→ **DATA LISTING**:
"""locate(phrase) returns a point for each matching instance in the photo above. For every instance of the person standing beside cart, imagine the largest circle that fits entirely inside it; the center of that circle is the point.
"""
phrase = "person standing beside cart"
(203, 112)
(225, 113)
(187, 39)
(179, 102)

→ **WRITTEN REQUEST**: Copy the data above line for line, keeping every character the same.

→ **WORKED ANSWER**:
"""locate(phrase) returns a point for each matching instance in the photo above. For every instance of the person standing beside cart, imagine the largest circle that fits entirely inside it; the center of that circle is the point.
"""
phrase = "person standing beside cart"
(203, 112)
(225, 113)
(187, 39)
(179, 102)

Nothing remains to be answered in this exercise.